*** Opening Source text ***

CAIRO, Nov 27 (MENA) – Egypt’s non-oil industrial sector led economic growth in the first quarter of the 2025-26 fiscal year, contributing 1.83 percentage points to overall GDP, the Ministry of Planning, Economic Development and International Cooperation said on Thursday. The sector grew 14.5 percent, while communications and information technology also expanded 14.5 percent and tourism rose 13.8 percent.

Minister of Planning, Economic Development and International Cooperation Rania al-Mashat highlighted the growth during a weekly press briefing with Prime Minister Mostafa Madbouly, citing improvements in domestic and external demand, expanded production capacity and a more supportive industrial business environment, including targeted incentive policies. Key manufacturing industries, including vehicles, ready-made garments, chemicals, beverages, furniture and pharmaceuticals, posted double-digit growth ranging from 17 percent to 50 percent.

Mashat said the non-oil industrial sector’s growth is expected to continue, driven in part by plans to manufacture over 10 million mobile phones in 2025, compared to 3.3 million last year. Export-oriented industries also contributed to growth, with semi-finished goods exports up 8.4 percent in July and 34.1 percent in August and finished goods exports rising 2.8 percent and 2.4 percent over the same months. Specific sectors, including pharmaceuticals, sanitary paper, and ready-made garments, recorded significant export increases, reflecting the ability to convert production expansion into tangible export growth.

According to Mashat, the communications and IT sector’s growth was fueled by Egypt’s national strategy to transform the sector into a technology-driven, export-oriented industry, with digital infrastructure investments and faster internet speeds expanding service coverage. She highlighted that Egypt received a regional leadership award from the Arab Organization for Communications and IT for progress in implementing IPv6.

*** Closing Source text ***
*** Opening Entries shown ***

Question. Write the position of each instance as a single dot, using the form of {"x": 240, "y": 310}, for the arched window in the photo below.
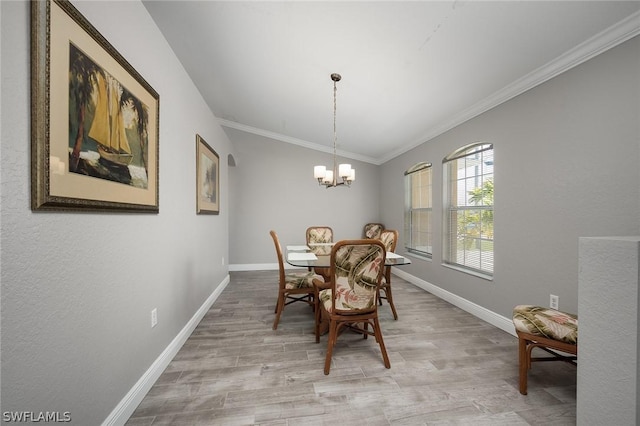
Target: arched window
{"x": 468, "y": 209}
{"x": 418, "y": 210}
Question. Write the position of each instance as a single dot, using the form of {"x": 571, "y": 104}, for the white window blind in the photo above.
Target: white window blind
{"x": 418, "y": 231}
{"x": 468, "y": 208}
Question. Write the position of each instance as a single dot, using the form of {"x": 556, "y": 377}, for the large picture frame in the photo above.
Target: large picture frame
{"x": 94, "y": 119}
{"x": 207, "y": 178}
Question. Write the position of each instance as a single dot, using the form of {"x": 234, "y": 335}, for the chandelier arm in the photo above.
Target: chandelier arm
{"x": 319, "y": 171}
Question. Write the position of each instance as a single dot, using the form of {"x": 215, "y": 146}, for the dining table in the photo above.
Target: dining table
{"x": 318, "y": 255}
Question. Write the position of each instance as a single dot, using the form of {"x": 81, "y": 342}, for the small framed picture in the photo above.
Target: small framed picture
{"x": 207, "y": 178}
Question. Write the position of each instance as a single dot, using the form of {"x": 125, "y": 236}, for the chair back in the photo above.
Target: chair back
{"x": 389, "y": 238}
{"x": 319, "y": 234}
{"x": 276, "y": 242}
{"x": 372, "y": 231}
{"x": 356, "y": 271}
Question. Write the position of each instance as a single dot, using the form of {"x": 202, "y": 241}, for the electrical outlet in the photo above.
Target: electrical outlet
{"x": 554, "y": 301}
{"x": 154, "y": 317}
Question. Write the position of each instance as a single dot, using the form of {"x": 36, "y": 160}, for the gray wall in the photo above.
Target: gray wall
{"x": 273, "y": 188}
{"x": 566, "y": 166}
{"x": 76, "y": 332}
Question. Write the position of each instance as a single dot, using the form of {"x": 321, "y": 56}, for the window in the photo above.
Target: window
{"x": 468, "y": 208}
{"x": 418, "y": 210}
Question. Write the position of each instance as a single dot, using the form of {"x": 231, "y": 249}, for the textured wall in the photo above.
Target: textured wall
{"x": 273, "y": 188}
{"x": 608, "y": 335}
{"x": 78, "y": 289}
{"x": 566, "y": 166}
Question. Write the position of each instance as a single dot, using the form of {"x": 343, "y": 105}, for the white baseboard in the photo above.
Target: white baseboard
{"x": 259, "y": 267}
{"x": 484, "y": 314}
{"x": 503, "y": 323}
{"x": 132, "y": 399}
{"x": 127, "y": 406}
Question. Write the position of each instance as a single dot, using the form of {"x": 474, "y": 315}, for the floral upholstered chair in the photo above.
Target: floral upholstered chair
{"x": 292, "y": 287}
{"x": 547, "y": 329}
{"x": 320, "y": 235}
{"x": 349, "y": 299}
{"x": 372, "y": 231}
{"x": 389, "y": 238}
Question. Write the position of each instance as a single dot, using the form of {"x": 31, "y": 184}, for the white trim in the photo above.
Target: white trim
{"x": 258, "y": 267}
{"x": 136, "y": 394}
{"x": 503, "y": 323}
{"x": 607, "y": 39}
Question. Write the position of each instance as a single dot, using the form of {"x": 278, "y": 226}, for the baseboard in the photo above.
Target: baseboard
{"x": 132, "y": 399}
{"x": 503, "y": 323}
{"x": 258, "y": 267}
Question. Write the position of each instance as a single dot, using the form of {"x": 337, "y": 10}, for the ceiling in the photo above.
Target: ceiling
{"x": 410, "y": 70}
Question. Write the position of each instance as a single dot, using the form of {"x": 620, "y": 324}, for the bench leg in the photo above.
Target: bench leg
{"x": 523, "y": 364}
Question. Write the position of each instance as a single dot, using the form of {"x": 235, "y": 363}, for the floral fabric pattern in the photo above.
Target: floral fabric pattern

*** Closing Entries shown ***

§ **Task set**
(1) Return everything in the article on Egypt's first-quarter growth from "Minister of Planning, Economic" down to "to 50 percent.".
(2) According to the article on Egypt's first-quarter growth, what drove the expansion of the communications and IT sector? Answer in one to three sentences.
(3) Write what comes next in the article on Egypt's first-quarter growth, picking up after its final sentence.
The items play no part in this work.

§ **Solved tasks**
(1)
Minister of Planning, Economic Development and International Cooperation Rania al-Mashat highlighted the growth during a weekly press briefing with Prime Minister Mostafa Madbouly, citing improvements in domestic and external demand, expanded production capacity and a more supportive industrial business environment, including targeted incentive policies. Key manufacturing industries, including vehicles, ready-made garments, chemicals, beverages, furniture and pharmaceuticals, posted double-digit growth ranging from 17 percent to 50 percent.

(2) Mashat said the sector's growth was fueled by Egypt's national strategy to turn it into a technology-driven, export-oriented industry. Investments in digital infrastructure and faster internet speeds expanded service coverage.

(3)
Tourism, encompassing hotels and restaurants, grew 13.8 percent in Q1 2025-26, supported by improved services, transportation, marketing campaigns and adoption of AI technologies for tourist promotion, the minister said. Egypt maintained its top position as Africa’s leading tourist destination and rose six places globally in tourism performance rankings, she also said. Tourist nights increased to 58.7 million, and visitor numbers rose to 5.1 million, marking growth of 13.8 percent and 19.2 percent respectively compared to the same period last year, she added.

According to her, “other sectors also contributed to GDP growth. Suez Canal activity rebounded for the first time since 2023-24, increasing 8.6 percent as regional stability returned. The electricity sector grew 5.4 percent, reflecting higher consumption across commercial, residential, industrial and other sectors, supported by infrastructure expansion and renewable energy integration. Transport and logistics expanded 3.9 percent, construction rose 3.3 percent, and banking grew 10.2 percent, supported by sound macroeconomic policies. The insurance sector posted 8.9 percent growth, driven by financial inclusion, digital platforms, and expanded coverage. Oil and gas activity saw a relative slowdown but recent discoveries in the Mediterranean and Gulf of Suez are expected to increase output.”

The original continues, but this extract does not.